Zum türkisfarbenen Finisher-Shirt links im Bild sage ich nichts. Die gab es letzten Sonntag,, an der Spree...😒
Vor diesem Café auf der Berrenrather wird beim Lauf immer Alleinunterhaltermusik geboten, die heutige schmachtende Weise passt irgendwie zu diesem sonnigen Sonntagmorgen.
Aber, Thema kölsches Jeföhl, es geht auch anders. Der Herr in rot schmettert hingebungsvoll eine der großen kölschen Hymnen, Bläck Fööss (Die nackten Füße) mit "En unserem Veedel" (In unserem Viertel). Hier ein frühes Originalvideo:
Link. Ein Loblied auf den Zusammenhalt im Viertel, Rosamunde Pilcher auf Kölsch quasi. Bevor ich dazu in läuferischen Tiefschlaf falle, laufe ich lieber schnell weiter.
Der Herkunftsladen der meisten unserer Schuhe bietet Kontrast:
Brings mit "Polka, Polka, Polka", eine jüngere Linie kölschen Liedgutes. Zackiger Rhythmus, da kommt man wieder auf Touren! Ist wahrscheinlich für Nichtkölner ohnehin leichter verständlich. Im Geheimen frage ich mich nur, warum der Refrain "vom Rhein bis an die Wolga" noch nicht auf politische Korrektheit untersucht wurde...

* GEGEBENE ZEILEN

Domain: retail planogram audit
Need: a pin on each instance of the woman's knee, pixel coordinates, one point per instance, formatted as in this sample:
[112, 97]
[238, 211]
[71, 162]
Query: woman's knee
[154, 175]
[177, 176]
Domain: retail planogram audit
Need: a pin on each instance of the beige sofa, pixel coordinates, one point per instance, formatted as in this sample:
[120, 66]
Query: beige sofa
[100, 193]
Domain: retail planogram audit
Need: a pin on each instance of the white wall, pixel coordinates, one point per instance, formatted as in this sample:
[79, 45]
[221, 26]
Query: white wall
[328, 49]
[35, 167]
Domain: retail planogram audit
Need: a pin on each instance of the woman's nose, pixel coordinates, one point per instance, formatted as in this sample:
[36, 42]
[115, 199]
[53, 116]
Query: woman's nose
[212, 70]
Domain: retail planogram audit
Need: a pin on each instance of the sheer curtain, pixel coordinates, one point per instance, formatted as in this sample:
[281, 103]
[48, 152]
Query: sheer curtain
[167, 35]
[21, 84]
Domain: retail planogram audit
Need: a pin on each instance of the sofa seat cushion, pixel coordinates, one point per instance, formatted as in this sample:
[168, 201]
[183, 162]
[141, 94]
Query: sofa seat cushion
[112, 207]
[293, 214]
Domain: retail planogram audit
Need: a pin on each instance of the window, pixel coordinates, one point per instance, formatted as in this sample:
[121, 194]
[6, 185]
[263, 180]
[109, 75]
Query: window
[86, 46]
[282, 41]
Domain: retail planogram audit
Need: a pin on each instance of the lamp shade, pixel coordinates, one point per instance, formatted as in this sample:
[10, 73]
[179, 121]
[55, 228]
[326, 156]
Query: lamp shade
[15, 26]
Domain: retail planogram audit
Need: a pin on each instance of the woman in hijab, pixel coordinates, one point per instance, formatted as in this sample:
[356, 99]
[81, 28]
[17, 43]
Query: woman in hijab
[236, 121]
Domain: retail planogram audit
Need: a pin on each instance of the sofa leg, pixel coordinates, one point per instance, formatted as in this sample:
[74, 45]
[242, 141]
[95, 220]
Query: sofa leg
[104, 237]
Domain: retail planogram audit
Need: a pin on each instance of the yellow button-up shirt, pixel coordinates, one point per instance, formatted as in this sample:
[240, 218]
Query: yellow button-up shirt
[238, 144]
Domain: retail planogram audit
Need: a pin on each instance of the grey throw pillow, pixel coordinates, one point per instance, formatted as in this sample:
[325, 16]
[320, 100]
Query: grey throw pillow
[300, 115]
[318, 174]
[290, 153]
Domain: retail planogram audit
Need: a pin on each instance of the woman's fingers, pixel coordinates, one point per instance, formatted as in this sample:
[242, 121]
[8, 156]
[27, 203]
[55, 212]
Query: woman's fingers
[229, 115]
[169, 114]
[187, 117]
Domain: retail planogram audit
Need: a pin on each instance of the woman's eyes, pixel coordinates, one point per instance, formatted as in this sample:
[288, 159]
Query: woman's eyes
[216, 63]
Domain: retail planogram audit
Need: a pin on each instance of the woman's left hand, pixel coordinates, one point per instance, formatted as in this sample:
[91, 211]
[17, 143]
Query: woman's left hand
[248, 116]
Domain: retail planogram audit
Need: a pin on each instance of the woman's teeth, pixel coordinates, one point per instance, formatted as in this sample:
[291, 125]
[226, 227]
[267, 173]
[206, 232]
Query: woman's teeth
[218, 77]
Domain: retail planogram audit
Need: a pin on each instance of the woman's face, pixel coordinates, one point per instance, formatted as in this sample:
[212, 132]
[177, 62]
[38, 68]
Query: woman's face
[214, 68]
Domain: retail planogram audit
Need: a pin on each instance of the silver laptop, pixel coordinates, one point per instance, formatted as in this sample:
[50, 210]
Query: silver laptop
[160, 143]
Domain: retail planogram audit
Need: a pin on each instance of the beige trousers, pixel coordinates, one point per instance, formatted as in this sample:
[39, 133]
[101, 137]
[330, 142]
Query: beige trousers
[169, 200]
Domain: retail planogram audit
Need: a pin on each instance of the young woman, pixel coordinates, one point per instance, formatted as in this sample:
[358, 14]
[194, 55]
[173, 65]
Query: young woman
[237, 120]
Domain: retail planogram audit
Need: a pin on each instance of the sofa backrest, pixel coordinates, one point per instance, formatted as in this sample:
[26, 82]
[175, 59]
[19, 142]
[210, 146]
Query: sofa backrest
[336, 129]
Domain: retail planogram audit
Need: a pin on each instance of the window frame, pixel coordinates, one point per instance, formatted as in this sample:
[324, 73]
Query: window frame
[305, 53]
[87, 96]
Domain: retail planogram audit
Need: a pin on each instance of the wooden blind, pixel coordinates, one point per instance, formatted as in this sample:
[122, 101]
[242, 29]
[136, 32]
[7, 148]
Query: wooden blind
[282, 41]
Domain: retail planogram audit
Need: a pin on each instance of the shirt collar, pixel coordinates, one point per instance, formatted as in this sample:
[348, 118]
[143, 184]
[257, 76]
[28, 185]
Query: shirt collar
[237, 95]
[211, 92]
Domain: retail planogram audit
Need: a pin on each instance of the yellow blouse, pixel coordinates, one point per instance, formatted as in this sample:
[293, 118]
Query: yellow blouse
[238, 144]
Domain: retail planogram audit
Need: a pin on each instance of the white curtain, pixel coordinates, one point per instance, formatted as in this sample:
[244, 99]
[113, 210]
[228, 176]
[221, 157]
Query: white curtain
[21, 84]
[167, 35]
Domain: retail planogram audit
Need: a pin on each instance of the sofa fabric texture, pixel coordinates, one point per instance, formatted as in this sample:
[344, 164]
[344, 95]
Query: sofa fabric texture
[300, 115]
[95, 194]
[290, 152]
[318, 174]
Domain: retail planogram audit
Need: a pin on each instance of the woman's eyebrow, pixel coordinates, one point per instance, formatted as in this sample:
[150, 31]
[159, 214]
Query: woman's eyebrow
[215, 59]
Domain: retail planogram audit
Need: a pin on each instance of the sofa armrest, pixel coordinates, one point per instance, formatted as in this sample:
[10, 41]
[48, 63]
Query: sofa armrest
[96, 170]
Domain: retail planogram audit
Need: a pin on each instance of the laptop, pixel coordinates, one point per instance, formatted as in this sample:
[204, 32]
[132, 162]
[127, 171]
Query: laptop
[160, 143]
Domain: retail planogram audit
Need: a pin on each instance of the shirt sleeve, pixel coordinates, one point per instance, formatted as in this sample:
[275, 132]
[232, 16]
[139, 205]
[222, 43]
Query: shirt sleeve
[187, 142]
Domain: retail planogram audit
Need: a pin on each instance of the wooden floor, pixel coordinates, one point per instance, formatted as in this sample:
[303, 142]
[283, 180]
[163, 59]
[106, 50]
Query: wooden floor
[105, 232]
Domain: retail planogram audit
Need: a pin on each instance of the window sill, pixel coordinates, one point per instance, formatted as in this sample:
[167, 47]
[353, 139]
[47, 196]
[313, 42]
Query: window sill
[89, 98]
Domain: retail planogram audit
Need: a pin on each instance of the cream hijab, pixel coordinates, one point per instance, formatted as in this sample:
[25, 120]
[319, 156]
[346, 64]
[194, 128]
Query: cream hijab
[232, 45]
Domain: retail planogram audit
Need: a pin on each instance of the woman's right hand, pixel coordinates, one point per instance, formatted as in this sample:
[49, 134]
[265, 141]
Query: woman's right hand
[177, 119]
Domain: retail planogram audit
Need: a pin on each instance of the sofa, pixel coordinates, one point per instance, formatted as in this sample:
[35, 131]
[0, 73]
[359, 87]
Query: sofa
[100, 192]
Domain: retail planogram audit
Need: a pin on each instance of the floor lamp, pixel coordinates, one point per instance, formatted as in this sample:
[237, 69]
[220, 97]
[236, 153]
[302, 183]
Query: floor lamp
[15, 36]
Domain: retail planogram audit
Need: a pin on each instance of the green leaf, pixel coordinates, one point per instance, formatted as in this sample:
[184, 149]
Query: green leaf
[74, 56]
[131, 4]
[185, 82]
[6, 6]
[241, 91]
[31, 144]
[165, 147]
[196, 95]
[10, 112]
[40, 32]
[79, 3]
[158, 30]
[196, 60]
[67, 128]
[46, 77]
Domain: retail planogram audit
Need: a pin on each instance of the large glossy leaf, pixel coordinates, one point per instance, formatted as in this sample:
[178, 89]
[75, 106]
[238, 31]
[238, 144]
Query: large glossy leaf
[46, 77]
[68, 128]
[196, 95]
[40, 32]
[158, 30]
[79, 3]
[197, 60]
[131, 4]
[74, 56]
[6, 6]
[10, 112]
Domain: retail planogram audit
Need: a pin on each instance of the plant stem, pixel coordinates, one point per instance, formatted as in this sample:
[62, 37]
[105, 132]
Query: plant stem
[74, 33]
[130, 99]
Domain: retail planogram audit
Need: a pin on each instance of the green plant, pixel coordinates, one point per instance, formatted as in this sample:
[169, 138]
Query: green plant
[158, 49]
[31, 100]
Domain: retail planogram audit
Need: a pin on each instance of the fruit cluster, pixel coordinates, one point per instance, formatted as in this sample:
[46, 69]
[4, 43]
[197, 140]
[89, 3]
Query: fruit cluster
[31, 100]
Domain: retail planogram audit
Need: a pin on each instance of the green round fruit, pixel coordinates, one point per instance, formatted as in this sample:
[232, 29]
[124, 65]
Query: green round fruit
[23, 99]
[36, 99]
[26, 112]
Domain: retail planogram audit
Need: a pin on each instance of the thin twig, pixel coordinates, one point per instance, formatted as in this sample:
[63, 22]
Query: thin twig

--

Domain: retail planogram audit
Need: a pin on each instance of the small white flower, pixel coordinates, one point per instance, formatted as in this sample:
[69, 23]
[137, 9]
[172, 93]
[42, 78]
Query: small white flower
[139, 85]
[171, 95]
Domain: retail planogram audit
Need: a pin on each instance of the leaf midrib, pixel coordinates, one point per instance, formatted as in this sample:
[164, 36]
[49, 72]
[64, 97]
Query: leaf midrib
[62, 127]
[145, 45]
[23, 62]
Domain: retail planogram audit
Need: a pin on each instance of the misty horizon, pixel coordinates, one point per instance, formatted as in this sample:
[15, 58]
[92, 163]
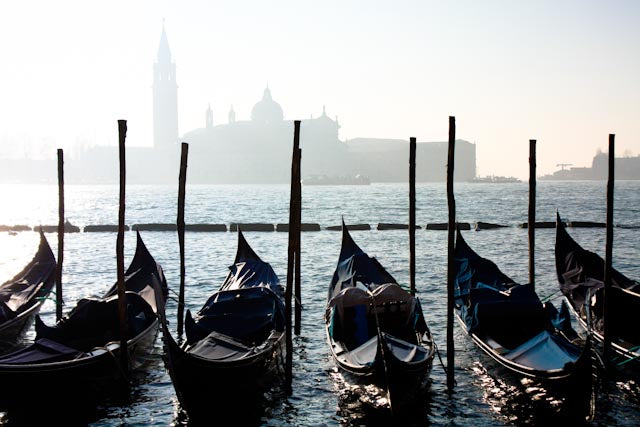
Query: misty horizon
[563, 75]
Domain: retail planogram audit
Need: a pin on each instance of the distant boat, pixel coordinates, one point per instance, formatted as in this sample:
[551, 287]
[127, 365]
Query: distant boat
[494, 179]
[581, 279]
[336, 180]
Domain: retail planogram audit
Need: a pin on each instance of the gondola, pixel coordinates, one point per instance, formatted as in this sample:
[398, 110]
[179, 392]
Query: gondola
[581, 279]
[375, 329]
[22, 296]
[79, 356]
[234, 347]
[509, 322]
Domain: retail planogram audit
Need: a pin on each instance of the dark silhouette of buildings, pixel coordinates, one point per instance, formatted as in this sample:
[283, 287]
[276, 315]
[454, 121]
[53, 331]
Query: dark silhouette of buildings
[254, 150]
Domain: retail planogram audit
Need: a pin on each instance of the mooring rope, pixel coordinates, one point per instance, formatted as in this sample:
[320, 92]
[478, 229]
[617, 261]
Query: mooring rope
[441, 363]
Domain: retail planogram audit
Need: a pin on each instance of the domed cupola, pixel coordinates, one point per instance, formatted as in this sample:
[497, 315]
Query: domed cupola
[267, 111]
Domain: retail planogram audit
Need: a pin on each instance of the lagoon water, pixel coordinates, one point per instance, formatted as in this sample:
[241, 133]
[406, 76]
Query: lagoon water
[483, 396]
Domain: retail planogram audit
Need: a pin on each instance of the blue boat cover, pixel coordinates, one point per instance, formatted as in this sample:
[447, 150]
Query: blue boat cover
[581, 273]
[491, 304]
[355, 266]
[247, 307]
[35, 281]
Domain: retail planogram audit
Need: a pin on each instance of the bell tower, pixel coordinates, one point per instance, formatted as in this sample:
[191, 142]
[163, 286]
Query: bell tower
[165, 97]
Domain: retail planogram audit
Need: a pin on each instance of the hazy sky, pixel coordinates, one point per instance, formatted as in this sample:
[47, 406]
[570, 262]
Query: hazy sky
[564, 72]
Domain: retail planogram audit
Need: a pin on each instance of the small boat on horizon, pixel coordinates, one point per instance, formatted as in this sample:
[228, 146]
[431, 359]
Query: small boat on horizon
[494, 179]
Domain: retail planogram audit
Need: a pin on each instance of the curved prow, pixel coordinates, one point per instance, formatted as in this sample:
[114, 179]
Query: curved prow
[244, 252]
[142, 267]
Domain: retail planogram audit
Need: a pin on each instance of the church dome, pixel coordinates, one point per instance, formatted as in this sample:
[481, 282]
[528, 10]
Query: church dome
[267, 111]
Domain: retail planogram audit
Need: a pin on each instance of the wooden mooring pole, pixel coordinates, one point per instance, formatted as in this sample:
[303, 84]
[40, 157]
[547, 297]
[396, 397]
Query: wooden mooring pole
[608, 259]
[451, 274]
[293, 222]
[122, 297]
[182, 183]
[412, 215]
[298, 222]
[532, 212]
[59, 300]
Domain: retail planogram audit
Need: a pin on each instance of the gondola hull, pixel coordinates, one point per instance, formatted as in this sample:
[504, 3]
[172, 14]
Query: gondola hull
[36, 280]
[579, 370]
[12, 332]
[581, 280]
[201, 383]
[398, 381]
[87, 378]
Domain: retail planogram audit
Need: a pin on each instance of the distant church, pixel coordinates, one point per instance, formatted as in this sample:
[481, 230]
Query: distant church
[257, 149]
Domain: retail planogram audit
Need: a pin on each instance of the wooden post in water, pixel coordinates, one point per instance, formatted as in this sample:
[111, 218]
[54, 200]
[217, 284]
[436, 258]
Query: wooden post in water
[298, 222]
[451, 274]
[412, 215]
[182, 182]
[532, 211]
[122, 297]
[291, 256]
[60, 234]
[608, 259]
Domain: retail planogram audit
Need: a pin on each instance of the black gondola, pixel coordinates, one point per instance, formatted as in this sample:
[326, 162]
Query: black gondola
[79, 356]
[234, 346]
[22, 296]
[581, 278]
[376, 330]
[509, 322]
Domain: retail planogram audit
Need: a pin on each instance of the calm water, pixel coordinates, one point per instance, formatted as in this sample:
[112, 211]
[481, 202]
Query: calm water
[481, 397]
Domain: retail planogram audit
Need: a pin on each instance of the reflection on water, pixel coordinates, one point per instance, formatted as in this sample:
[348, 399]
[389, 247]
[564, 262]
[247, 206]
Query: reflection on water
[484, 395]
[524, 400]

* AUFGABENSTELLUNG
1 > Schreiben Sie den Abschnitt des Lauftexts wortgetreu ab, beginnend mit „Aber, Thema kölsches“ und weiter bis einschließlich „lieber schnell weiter.“.
2 > Ermitteln Sie, in wie vielen Zeilen die Zeichenfolge „lagoon“ vorkommt, wobei Groß- und Kleinschreibung zu beachten ist. Geben Sie nur die Anzahl an.
Der Lauftext und die Zeilen stammen aus voneinander unabhängigen Quellen.

* GELÖSTE AUFGABEN
1 >
Aber, Thema kölsches Jeföhl, es geht auch anders. Der Herr in rot schmettert hingebungsvoll eine der großen kölschen Hymnen, Bläck Fööss (Die nackten Füße) mit "En unserem Veedel" (In unserem Viertel). Hier ein frühes Originalvideo:
Link. Ein Loblied auf den Zusammenhalt im Viertel, Rosamunde Pilcher auf Kölsch quasi. Bevor ich dazu in läuferischen Tiefschlaf falle, laufe ich lieber schnell weiter.

2 > 2